__RECORDS TO USE__

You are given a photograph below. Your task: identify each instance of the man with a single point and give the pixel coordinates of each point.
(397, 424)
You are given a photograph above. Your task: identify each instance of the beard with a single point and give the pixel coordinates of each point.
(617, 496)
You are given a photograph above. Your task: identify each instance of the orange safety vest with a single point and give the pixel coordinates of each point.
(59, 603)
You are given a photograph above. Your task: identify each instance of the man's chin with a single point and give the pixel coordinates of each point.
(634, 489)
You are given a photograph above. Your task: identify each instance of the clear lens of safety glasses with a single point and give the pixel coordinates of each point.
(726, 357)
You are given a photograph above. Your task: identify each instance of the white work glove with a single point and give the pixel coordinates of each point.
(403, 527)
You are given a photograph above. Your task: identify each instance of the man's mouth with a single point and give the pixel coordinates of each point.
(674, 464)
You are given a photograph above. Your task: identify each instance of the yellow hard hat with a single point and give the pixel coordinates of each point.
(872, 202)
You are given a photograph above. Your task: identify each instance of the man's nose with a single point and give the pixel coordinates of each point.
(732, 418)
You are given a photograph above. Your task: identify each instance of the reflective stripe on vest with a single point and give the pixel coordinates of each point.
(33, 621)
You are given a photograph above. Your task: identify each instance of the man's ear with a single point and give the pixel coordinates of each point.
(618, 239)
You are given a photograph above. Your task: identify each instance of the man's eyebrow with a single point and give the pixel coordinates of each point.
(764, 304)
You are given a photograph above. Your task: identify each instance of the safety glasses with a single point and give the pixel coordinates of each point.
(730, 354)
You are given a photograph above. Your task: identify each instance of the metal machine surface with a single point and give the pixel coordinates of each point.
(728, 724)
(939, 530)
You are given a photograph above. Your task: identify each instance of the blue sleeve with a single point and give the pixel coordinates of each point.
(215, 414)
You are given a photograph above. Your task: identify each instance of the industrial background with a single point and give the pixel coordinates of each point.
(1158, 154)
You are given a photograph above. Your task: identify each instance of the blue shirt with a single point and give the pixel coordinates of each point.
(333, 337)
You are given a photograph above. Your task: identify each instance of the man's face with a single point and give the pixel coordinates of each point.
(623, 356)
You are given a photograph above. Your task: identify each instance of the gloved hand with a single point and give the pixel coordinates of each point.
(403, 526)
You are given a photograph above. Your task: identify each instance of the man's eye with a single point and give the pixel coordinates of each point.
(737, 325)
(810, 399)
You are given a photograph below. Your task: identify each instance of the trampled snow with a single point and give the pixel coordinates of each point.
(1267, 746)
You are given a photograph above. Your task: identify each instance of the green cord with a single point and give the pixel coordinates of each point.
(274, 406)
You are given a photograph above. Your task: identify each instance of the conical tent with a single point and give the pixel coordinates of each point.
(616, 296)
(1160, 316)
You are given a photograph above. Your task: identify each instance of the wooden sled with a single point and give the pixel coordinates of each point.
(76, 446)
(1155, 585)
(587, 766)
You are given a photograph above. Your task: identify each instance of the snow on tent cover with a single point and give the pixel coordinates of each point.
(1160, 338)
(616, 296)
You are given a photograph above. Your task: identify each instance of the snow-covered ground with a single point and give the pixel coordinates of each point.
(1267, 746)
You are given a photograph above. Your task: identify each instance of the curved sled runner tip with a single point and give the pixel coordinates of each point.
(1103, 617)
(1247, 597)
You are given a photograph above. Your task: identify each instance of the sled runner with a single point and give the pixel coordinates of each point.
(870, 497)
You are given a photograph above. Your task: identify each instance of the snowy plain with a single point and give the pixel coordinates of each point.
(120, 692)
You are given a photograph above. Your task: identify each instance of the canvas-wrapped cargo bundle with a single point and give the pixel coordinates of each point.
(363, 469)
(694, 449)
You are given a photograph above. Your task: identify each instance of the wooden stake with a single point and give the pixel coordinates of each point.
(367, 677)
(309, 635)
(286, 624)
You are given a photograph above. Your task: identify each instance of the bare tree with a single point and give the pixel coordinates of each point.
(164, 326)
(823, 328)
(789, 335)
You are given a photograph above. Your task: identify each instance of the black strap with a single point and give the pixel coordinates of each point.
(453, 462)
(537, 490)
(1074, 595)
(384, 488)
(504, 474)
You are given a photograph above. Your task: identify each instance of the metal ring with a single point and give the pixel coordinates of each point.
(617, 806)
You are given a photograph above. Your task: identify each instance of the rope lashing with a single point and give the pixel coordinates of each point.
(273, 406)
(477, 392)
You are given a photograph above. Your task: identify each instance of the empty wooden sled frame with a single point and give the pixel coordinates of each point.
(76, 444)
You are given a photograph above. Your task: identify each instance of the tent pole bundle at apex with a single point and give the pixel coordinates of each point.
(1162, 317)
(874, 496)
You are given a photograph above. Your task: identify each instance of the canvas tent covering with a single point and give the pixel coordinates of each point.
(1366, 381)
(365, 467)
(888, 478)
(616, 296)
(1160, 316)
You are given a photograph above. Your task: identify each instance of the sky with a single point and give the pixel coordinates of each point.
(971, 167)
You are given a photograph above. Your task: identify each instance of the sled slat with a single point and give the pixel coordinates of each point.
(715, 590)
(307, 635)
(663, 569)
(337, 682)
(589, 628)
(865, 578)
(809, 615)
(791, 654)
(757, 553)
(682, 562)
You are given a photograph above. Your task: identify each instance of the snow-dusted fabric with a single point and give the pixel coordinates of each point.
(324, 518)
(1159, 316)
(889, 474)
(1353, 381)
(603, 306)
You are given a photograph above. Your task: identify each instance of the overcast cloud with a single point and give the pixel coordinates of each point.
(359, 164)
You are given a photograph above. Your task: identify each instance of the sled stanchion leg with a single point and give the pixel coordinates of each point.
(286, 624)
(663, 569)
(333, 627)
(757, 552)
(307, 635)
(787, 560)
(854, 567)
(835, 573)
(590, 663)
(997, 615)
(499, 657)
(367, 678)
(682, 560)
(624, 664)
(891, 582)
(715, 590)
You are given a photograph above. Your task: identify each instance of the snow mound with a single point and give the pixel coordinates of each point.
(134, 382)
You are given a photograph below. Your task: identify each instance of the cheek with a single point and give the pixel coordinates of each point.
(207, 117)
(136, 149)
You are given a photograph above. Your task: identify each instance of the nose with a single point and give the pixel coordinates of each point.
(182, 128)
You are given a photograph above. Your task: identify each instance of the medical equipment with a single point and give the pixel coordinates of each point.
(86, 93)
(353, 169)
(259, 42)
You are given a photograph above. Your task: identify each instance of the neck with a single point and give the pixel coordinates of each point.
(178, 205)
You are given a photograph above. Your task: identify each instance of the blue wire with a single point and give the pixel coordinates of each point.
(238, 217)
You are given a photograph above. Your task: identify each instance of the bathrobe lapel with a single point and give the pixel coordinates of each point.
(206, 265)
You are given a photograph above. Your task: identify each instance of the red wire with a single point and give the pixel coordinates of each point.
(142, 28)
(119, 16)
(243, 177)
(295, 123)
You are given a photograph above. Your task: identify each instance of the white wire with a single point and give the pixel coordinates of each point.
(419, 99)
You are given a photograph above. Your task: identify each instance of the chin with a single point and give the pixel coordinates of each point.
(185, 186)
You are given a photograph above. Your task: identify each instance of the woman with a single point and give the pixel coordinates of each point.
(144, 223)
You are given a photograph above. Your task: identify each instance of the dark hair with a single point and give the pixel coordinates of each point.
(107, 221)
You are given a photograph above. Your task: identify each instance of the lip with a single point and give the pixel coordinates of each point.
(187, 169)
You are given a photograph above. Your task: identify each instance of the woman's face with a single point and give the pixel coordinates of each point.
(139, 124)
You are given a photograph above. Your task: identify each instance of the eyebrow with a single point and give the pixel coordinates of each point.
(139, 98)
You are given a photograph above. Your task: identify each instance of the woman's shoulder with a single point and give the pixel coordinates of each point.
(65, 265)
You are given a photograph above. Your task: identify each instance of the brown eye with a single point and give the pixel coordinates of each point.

__INSTRUCTIONS TO FOLLOW__
Go through the entries above and reproduce each one exactly.

__SOLVED EXERCISE__
You are given a photograph below. Your task: identify each instance of the man with a single point and give the pixel coordinates of each point.
(397, 424)
You are given a photograph above. Your task: identify each instance of the beard with a single point and give the pixel coordinates of each point.
(617, 496)
You are given a photograph above. Your task: identify each instance of the orange safety vest with a single point and give the pixel coordinates of each point.
(59, 603)
You are given a photograph above. Your task: identify each instance of the man's chin with a single point and give the pixel coordinates of each point.
(634, 489)
You are given a photograph above. Your task: identify each instance of the clear lens of safety glasses with a single point and give the pixel coordinates of each point.
(726, 357)
You are given a photograph above. Your task: identify each instance of the white work glove with a single point and give the pixel coordinates of each point.
(403, 527)
You are given a photograph above. Your task: identify each instance of the man's mouth with a single point and give the pixel coordinates of each point.
(674, 464)
You are given a photograph above. Your task: identify each instance of the yellow hard hat with a single point and give the pixel coordinates of each point.
(872, 202)
You are given a photograph above. Your task: identify each instance of the man's nose with a single point and give the pixel coordinates of each point.
(732, 418)
You are given a photograph above. Your task: identify each instance of the reflective stripe on vest with a single point and give the pixel coordinates of each point.
(33, 621)
You are given a photograph above. Your task: identify each instance of the man's ear with a single point and give the pixel coordinates of each point.
(618, 239)
You are given a photograph above. Your task: identify each instance of the man's eyebrow with a single point and give the pixel coordinates of each point.
(764, 304)
You are given a photograph above. Your task: identify each instance of the safety glasses with a single point and give the pixel coordinates of each point.
(730, 354)
You are given a photograph above. Your task: identify each instance of the metal machine surface with a single point and give the pixel coordinates of each point.
(728, 724)
(939, 530)
You are given a photograph above. Your task: identify each instance of the blue sleeve with a single point and give the pixel coordinates of each point.
(215, 414)
You are given a photograph above. Your task: identify each instance of the industrial background with a single point and give the pixel coordinates of each point.
(1158, 154)
You are given a photograph above. Your task: identify each instance of the blue shirt with a single point and give the pixel coordinates of each point.
(333, 337)
You are given a photograph above. Your task: identify each instance of the man's face with a single point and give the pixel coordinates of each point.
(623, 356)
You are given a photograph above. Your task: identify each instance of the gloved hand with a single point and give the pixel coordinates of each point.
(403, 526)
You are given a photograph above. Your task: identify each instance of the man's eye with a single point and give the pixel coordinates of each point.
(737, 325)
(810, 399)
You are given a photograph below. Your task: identify each instance of the trampled snow with a single point and give the pixel coordinates of each point.
(1267, 746)
You are given a photograph above. Your task: identify each instance of the green cord with a single point and give the pixel coordinates of each point.
(274, 406)
You are given a photograph above. Your task: identify each instance of the conical tent with a single point and give the pixel coordinates of each point.
(616, 296)
(1160, 316)
You are given a photograph above. Your task: identify each instance of the wooden sled with a single point and give the pixel coordinates of each point.
(76, 446)
(1155, 585)
(587, 766)
You are given a photograph above. Your task: identify each instance of the snow on tent cover with a single point and give the pixel coordinates of each point.
(1160, 338)
(616, 296)
You are given a photograph above. Your task: identify each instance of the snow-covered ground with a single point and give the pixel coordinates of each point.
(1267, 746)
You are given a photograph above. Your task: identify each instance of the curved sled runner tip with a single point and give the pixel coordinates of each point.
(1103, 617)
(1247, 597)
You are given a photograph above. Your task: identify each instance of the sled runner with a single point and give the pixel coordinates of each point.
(870, 497)
You are given a photograph above. Your task: identify each instance of the snowy plain with a single point and give the pixel coordinates of each point.
(120, 692)
You are given a photograph above. Your task: identify each instance of the canvas-wrapped cargo bundle with a single point and give the pixel coordinates of each point.
(363, 469)
(694, 449)
You are given a photograph above. Your task: identify each instance of the wooden stake with a single point and give the pixel coordinates of each point.
(367, 677)
(309, 635)
(286, 624)
You are given a photograph above. Your task: identify each instance of the bare tree with a single point and give the pixel coordinates of each point.
(164, 326)
(823, 328)
(789, 335)
You are given a photograph above. Your task: identify each instance of the black strap with a single point and give the pixel coordinates of each point.
(453, 462)
(537, 490)
(1074, 595)
(384, 488)
(504, 474)
You are given a photograph above. Your task: identify each instance of the metal ring with a single point and give the pixel coordinates of each point.
(617, 806)
You are given a photograph above. Your task: identify each instance of the rope lashing with a single point and give the pixel coordinates of each point.
(273, 406)
(477, 392)
You are given a photograph above. Your task: identify each instance of the empty wooden sled frame with a single point and give the pixel coordinates of each point.
(76, 444)
You are given a photograph above. Your task: identify each instance of the tent pole bundle at apex with a single point and give the pixel coordinates of each point.
(1162, 317)
(874, 496)
You are given a photograph above. Your task: identify each instance of the canvas tent covering with a single point and give the pixel coordinates of each point.
(1366, 381)
(365, 467)
(888, 478)
(616, 296)
(1160, 316)
You are given a photograph above. Your task: identify each instance of the sky with a single point and give the pixel coordinates of each point.
(971, 167)
You are given a photograph above. Your task: identify each instance of the sled slat with a single point and give the pixel coordinates of each point.
(715, 590)
(307, 635)
(663, 569)
(337, 682)
(589, 628)
(865, 578)
(809, 615)
(791, 654)
(757, 553)
(682, 562)
You are given a photograph above. Your task: identify each instance of the snow-dusted fabric with a single point and give the pixel coordinates of each point.
(324, 518)
(1159, 316)
(889, 474)
(1353, 381)
(603, 306)
You are given a photograph above. Your task: identify each instance of the overcast cloud with a single point and give the pixel coordinates of each point.
(359, 164)
You are given a photograph above. Your task: identify each instance of the sled stanchion leg with a single point and give the pixel coordinates of each point.
(286, 624)
(663, 569)
(333, 627)
(757, 552)
(307, 635)
(787, 560)
(854, 567)
(835, 573)
(590, 663)
(997, 615)
(499, 657)
(367, 678)
(682, 560)
(624, 664)
(891, 582)
(715, 590)
You are given a photograph above. Your task: identify each instance of the snow mound with a single point and give the pixel coordinates of each point.
(134, 382)
You are given a photograph below. Your task: identify each instance of the cheek with a single point and give the pixel coordinates of each point.
(207, 117)
(136, 149)
You are given a photograph above. Your task: identify each instance of the nose with a single point and give the pixel coordinates of each point.
(182, 128)
You are given a photograph above. Your task: identify each instance of the medical equipment with a single point and give the pixel coordinates of each point.
(86, 93)
(353, 169)
(259, 42)
You are given a photograph above. Your task: identify each instance of the neck with a single point and give the pixel coordinates of each point.
(178, 205)
You are given a photograph above. Your task: identify each instance of the blue wire with a single point and give the pixel coordinates of each point.
(238, 217)
You are given a photograph above. Your task: identify each instance of the bathrobe lapel with a single point and give the pixel coordinates of each point.
(206, 265)
You are given a photograph above. Your task: identify each instance of the red wire with a single point and give the pixel coordinates of each point.
(142, 28)
(119, 16)
(243, 177)
(295, 123)
You are given a photograph above. Your task: identify each instance of the white wire with a single point and give the pixel coordinates of each point.
(419, 99)
You are given a photograph above. Your task: identify each instance of the chin with a single point and give the pixel coordinates of each point.
(185, 186)
You are given a photograph above. Your task: identify each instance of the woman with a single point and give the pixel coordinates of each point.
(144, 223)
You are given a photograph above. Your task: identify each instance of the dark hair with a single point and give the pixel coordinates of each point.
(107, 221)
You are given a photograph above. Your task: identify each instance of the lip with a single point and give the pixel coordinates of each point.
(187, 169)
You are given a photograph above. Your task: identify each instance of the woman's face with a single point and give the pixel coordinates of each point.
(139, 124)
You are given a photograph above. Your task: identify each instance of the eyebrow with a single point and give the pixel coordinates of each point.
(139, 98)
You are given a photograph above. Your task: identify each instance of the woman's shoulder with a single point and give the pixel coordinates of each point.
(65, 265)
You are given a photograph above. Your task: identify each instance of the brown eye with a single point and give the pixel coordinates of each point.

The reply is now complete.